== Records provided

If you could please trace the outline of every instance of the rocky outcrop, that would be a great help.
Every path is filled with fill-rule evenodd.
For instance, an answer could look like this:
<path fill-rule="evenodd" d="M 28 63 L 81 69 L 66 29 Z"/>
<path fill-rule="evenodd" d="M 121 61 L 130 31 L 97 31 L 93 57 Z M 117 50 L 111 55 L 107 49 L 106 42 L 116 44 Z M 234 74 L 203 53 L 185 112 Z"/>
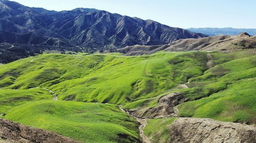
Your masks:
<path fill-rule="evenodd" d="M 182 118 L 169 128 L 168 142 L 256 142 L 256 128 L 239 123 Z"/>
<path fill-rule="evenodd" d="M 144 111 L 142 111 L 143 109 L 141 109 L 129 111 L 135 116 L 141 118 L 177 117 L 178 110 L 176 106 L 188 100 L 180 93 L 173 93 L 160 97 L 157 106 L 150 108 Z"/>
<path fill-rule="evenodd" d="M 27 127 L 8 120 L 0 119 L 0 142 L 2 142 L 2 141 L 7 143 L 79 142 L 49 131 Z"/>
<path fill-rule="evenodd" d="M 238 36 L 218 35 L 198 39 L 180 39 L 161 45 L 134 45 L 118 49 L 124 55 L 150 54 L 159 51 L 216 51 L 256 48 L 256 36 L 246 33 Z"/>

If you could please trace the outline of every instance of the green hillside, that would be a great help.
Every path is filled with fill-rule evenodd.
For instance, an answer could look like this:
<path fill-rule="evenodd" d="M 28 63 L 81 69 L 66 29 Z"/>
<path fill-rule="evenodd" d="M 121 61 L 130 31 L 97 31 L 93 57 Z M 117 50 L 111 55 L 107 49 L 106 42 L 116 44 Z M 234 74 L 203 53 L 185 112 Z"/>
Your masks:
<path fill-rule="evenodd" d="M 113 104 L 34 101 L 14 108 L 6 118 L 84 142 L 139 142 L 136 121 Z"/>
<path fill-rule="evenodd" d="M 174 92 L 186 99 L 179 116 L 256 123 L 254 51 L 44 54 L 0 66 L 2 118 L 83 142 L 139 142 L 138 123 L 117 105 L 143 112 Z M 45 100 L 50 91 L 67 101 Z M 159 124 L 165 136 L 172 119 L 148 120 L 145 133 L 158 136 Z"/>

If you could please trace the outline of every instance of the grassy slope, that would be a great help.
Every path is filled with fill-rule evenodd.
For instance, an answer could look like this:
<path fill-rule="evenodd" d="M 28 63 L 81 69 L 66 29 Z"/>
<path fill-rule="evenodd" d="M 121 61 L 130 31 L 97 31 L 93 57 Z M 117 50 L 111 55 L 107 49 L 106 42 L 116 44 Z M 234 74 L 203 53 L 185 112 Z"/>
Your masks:
<path fill-rule="evenodd" d="M 0 114 L 6 114 L 13 107 L 33 100 L 52 99 L 52 96 L 46 90 L 0 90 Z"/>
<path fill-rule="evenodd" d="M 44 54 L 2 66 L 0 87 L 42 87 L 60 99 L 123 104 L 157 96 L 201 74 L 205 58 L 202 52 L 133 57 Z"/>
<path fill-rule="evenodd" d="M 84 142 L 139 141 L 136 121 L 113 104 L 34 101 L 14 108 L 5 118 Z"/>
<path fill-rule="evenodd" d="M 26 108 L 26 106 L 39 107 L 38 111 L 40 111 L 39 109 L 42 108 L 38 103 L 41 101 L 31 101 L 52 98 L 45 90 L 28 89 L 38 87 L 46 88 L 58 94 L 60 100 L 121 104 L 130 109 L 141 107 L 146 109 L 156 106 L 160 97 L 179 92 L 187 98 L 197 100 L 178 106 L 181 116 L 255 124 L 255 117 L 252 116 L 256 112 L 256 100 L 253 97 L 253 93 L 255 93 L 253 88 L 256 77 L 255 53 L 249 51 L 209 53 L 215 66 L 209 69 L 206 67 L 208 59 L 206 52 L 159 52 L 137 56 L 122 56 L 117 54 L 85 56 L 47 54 L 22 59 L 1 66 L 0 88 L 2 89 L 0 90 L 0 103 L 4 105 L 0 108 L 1 112 L 7 113 L 7 118 L 39 128 L 63 131 L 61 133 L 82 140 L 81 138 L 91 138 L 94 136 L 87 134 L 89 136 L 81 137 L 82 131 L 73 134 L 65 134 L 65 130 L 59 129 L 60 126 L 58 128 L 48 126 L 51 124 L 63 125 L 54 122 L 53 120 L 56 118 L 59 119 L 57 118 L 60 110 L 42 113 L 47 115 L 46 117 L 48 117 L 49 119 L 38 121 L 35 123 L 28 120 L 29 112 L 27 113 L 27 116 L 16 116 L 19 112 L 15 113 L 16 110 L 18 111 L 20 108 Z M 177 88 L 178 84 L 184 84 L 188 80 L 190 83 L 188 84 L 189 88 Z M 26 98 L 28 95 L 31 95 L 29 100 Z M 19 98 L 25 99 L 19 102 Z M 14 102 L 15 104 L 6 104 L 5 101 L 8 99 L 16 99 L 17 101 Z M 30 103 L 18 106 L 10 113 L 7 112 L 14 106 L 27 103 L 28 100 Z M 57 108 L 66 109 L 66 106 L 76 106 L 75 103 L 69 103 L 76 102 L 63 102 L 65 105 L 59 105 L 61 102 L 56 103 L 58 104 L 54 106 L 59 105 Z M 86 105 L 90 104 L 84 105 L 86 108 Z M 99 112 L 104 113 L 105 111 L 103 108 L 99 109 Z M 69 111 L 69 113 L 73 114 L 75 110 Z M 59 113 L 62 114 L 60 112 Z M 35 118 L 35 120 L 40 119 L 41 115 L 37 116 L 38 118 Z M 75 124 L 75 124 L 72 121 L 77 118 L 78 120 L 82 119 L 70 117 L 60 122 L 75 126 Z M 95 120 L 98 121 L 98 119 Z M 155 121 L 159 124 L 162 123 L 160 120 Z M 109 122 L 111 121 L 108 120 L 102 124 L 108 124 Z M 168 124 L 172 122 L 166 122 Z M 153 123 L 152 125 L 156 124 L 149 121 L 148 131 L 154 131 L 150 128 L 151 122 Z M 133 124 L 135 126 L 135 123 Z M 97 128 L 96 124 L 91 125 L 92 128 L 96 127 L 95 132 L 98 130 L 102 131 L 101 128 Z M 71 128 L 68 126 L 67 128 L 69 127 Z M 104 131 L 109 130 L 113 132 L 114 130 L 119 132 L 122 130 L 115 128 L 113 130 L 107 128 Z M 165 136 L 165 130 L 163 131 L 161 136 Z M 155 135 L 153 131 L 147 133 L 146 129 L 145 132 L 151 136 Z M 131 134 L 135 135 L 133 133 Z M 114 134 L 112 134 L 110 138 L 112 138 Z M 109 139 L 101 140 L 104 139 Z"/>

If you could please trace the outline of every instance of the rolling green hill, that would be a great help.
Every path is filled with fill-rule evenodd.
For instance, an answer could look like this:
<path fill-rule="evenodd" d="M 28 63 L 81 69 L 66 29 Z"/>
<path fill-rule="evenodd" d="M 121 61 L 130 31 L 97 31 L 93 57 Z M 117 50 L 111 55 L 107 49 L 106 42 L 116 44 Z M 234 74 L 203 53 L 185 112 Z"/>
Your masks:
<path fill-rule="evenodd" d="M 137 122 L 113 104 L 34 101 L 14 108 L 6 118 L 83 142 L 139 142 Z"/>
<path fill-rule="evenodd" d="M 0 113 L 83 142 L 139 142 L 137 122 L 116 105 L 141 115 L 179 93 L 178 116 L 253 125 L 255 67 L 253 50 L 44 54 L 0 66 Z M 45 100 L 53 94 L 66 101 Z M 145 134 L 154 135 L 151 124 L 164 120 L 157 124 L 164 126 L 172 119 L 149 120 Z"/>

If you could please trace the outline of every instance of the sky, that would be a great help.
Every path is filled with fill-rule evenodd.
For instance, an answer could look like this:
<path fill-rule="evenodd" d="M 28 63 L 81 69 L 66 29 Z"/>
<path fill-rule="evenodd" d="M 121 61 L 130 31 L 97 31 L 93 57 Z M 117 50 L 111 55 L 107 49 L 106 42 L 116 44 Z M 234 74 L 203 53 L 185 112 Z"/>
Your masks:
<path fill-rule="evenodd" d="M 55 10 L 95 8 L 172 27 L 256 28 L 255 0 L 11 0 Z"/>

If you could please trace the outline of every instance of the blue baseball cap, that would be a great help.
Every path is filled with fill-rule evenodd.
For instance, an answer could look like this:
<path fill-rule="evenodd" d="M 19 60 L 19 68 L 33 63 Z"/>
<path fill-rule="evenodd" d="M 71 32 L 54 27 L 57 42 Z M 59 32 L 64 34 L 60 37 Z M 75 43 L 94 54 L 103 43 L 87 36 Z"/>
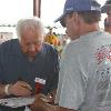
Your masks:
<path fill-rule="evenodd" d="M 101 7 L 101 12 L 107 13 L 109 10 L 111 10 L 111 0 L 107 0 L 104 6 Z"/>
<path fill-rule="evenodd" d="M 70 12 L 101 11 L 97 0 L 65 0 L 63 13 L 54 22 L 63 20 Z"/>

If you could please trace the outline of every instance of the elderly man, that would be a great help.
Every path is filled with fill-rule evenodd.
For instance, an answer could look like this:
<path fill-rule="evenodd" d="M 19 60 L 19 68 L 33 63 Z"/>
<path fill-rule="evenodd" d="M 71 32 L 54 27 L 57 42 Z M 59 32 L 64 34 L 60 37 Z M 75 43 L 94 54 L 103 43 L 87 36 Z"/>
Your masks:
<path fill-rule="evenodd" d="M 43 42 L 44 28 L 39 18 L 19 20 L 18 39 L 0 46 L 0 97 L 36 94 L 36 81 L 42 80 L 39 93 L 54 95 L 58 84 L 58 52 Z M 23 111 L 0 105 L 0 111 Z"/>
<path fill-rule="evenodd" d="M 111 111 L 111 36 L 100 31 L 100 17 L 95 0 L 65 1 L 57 21 L 72 41 L 61 59 L 57 105 L 40 94 L 32 111 Z"/>
<path fill-rule="evenodd" d="M 107 0 L 104 6 L 101 7 L 101 12 L 108 16 L 104 20 L 104 31 L 111 33 L 111 0 Z"/>

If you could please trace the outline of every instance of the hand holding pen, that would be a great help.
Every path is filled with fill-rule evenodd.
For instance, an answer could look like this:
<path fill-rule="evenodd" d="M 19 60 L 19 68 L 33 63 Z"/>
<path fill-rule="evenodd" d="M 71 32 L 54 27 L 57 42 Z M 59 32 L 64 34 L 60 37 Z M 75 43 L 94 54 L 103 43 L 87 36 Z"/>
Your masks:
<path fill-rule="evenodd" d="M 14 84 L 10 84 L 9 92 L 13 95 L 28 97 L 32 93 L 32 88 L 24 81 L 17 81 Z"/>

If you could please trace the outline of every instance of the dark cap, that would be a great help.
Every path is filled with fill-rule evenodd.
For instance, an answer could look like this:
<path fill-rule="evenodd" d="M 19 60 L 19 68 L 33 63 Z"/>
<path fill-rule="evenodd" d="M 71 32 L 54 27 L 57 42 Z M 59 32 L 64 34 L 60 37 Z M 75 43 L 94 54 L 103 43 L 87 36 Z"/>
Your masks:
<path fill-rule="evenodd" d="M 101 12 L 107 13 L 109 10 L 111 10 L 111 0 L 107 0 L 104 6 L 101 7 Z"/>
<path fill-rule="evenodd" d="M 61 21 L 70 12 L 101 11 L 97 0 L 65 0 L 63 13 L 54 22 Z"/>

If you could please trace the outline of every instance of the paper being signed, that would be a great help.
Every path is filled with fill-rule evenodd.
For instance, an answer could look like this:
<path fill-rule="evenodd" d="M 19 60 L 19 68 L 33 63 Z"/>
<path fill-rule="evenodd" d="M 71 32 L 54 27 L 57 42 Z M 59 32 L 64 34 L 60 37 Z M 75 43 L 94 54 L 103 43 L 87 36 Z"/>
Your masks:
<path fill-rule="evenodd" d="M 34 97 L 0 99 L 0 104 L 11 108 L 18 108 L 33 103 L 34 99 Z"/>

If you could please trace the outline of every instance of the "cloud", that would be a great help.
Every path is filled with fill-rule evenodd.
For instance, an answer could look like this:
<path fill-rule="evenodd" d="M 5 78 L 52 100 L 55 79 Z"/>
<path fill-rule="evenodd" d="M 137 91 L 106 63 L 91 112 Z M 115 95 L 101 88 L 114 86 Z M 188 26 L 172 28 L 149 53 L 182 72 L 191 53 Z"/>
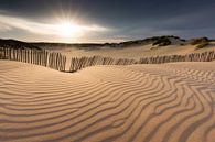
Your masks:
<path fill-rule="evenodd" d="M 39 23 L 23 18 L 0 14 L 0 31 L 12 31 L 13 29 L 20 29 L 34 34 L 60 35 L 61 32 L 64 31 L 64 29 L 62 29 L 63 22 L 65 21 L 62 21 L 62 23 Z M 69 28 L 75 29 L 76 31 L 79 31 L 82 33 L 107 32 L 110 30 L 97 24 L 78 25 L 69 23 Z"/>

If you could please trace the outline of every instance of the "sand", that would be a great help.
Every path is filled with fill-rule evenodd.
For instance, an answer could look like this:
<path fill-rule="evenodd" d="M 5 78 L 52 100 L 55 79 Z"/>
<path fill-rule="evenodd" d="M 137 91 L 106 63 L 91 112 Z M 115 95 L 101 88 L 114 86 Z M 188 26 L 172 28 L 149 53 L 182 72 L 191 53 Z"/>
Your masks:
<path fill-rule="evenodd" d="M 0 61 L 1 142 L 214 142 L 215 62 L 74 74 Z"/>

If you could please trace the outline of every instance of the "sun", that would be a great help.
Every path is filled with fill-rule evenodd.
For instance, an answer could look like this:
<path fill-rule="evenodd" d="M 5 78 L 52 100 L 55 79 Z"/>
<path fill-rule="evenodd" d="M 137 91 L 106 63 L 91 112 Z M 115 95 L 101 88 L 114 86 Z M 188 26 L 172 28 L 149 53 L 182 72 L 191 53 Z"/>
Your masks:
<path fill-rule="evenodd" d="M 71 22 L 62 22 L 57 25 L 57 31 L 61 36 L 72 37 L 77 36 L 82 32 L 82 29 Z"/>

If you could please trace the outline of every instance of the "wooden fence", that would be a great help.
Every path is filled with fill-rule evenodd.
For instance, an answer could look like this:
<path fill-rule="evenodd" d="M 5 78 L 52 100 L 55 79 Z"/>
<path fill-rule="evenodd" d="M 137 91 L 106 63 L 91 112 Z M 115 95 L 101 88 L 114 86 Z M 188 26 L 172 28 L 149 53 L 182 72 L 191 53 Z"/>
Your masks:
<path fill-rule="evenodd" d="M 215 59 L 215 52 L 193 53 L 187 55 L 166 55 L 142 57 L 139 61 L 128 58 L 112 58 L 112 57 L 73 57 L 71 59 L 69 68 L 66 70 L 66 56 L 61 53 L 49 53 L 40 50 L 15 50 L 9 47 L 0 47 L 0 59 L 19 61 L 30 64 L 36 64 L 50 67 L 61 72 L 77 72 L 82 68 L 95 65 L 132 65 L 132 64 L 162 64 L 171 62 L 211 62 Z"/>
<path fill-rule="evenodd" d="M 80 57 L 72 58 L 69 72 L 76 72 L 87 66 L 94 65 L 132 65 L 132 64 L 162 64 L 171 62 L 211 62 L 215 59 L 215 52 L 193 53 L 187 55 L 166 55 L 155 57 L 143 57 L 139 61 L 128 58 L 111 58 L 111 57 Z"/>
<path fill-rule="evenodd" d="M 0 47 L 0 59 L 18 61 L 65 72 L 66 56 L 44 50 Z"/>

====

== Directions for this task ==
Reproduce the rows word for word, from the start through the line containing "238 36 L 218", inclusive. Leave the pictures out.

== Problem solution ==
If you could please trace the outline of every instance of the rocky outcrop, that would be a great help.
Every path is filled with fill-rule evenodd.
For instance, an answer could look like this:
<path fill-rule="evenodd" d="M 28 63 L 81 69 L 66 29 Z"/>
<path fill-rule="evenodd" d="M 121 61 L 130 31 L 97 31 L 93 57 Z M 117 50 L 111 55 L 107 49 L 106 42 L 116 44 Z M 234 74 L 203 53 L 185 112 Z"/>
Your masks:
<path fill-rule="evenodd" d="M 182 118 L 169 128 L 168 142 L 256 142 L 256 128 L 239 123 Z"/>
<path fill-rule="evenodd" d="M 144 111 L 142 111 L 143 109 L 141 109 L 129 111 L 135 116 L 141 118 L 177 117 L 178 110 L 176 106 L 188 100 L 180 93 L 173 93 L 160 97 L 157 106 L 150 108 Z"/>
<path fill-rule="evenodd" d="M 27 127 L 8 120 L 0 119 L 0 142 L 2 142 L 2 141 L 7 143 L 79 142 L 49 131 Z"/>
<path fill-rule="evenodd" d="M 238 36 L 218 35 L 198 39 L 180 39 L 161 45 L 134 45 L 118 49 L 124 55 L 150 54 L 159 51 L 216 51 L 256 48 L 256 36 L 246 33 Z"/>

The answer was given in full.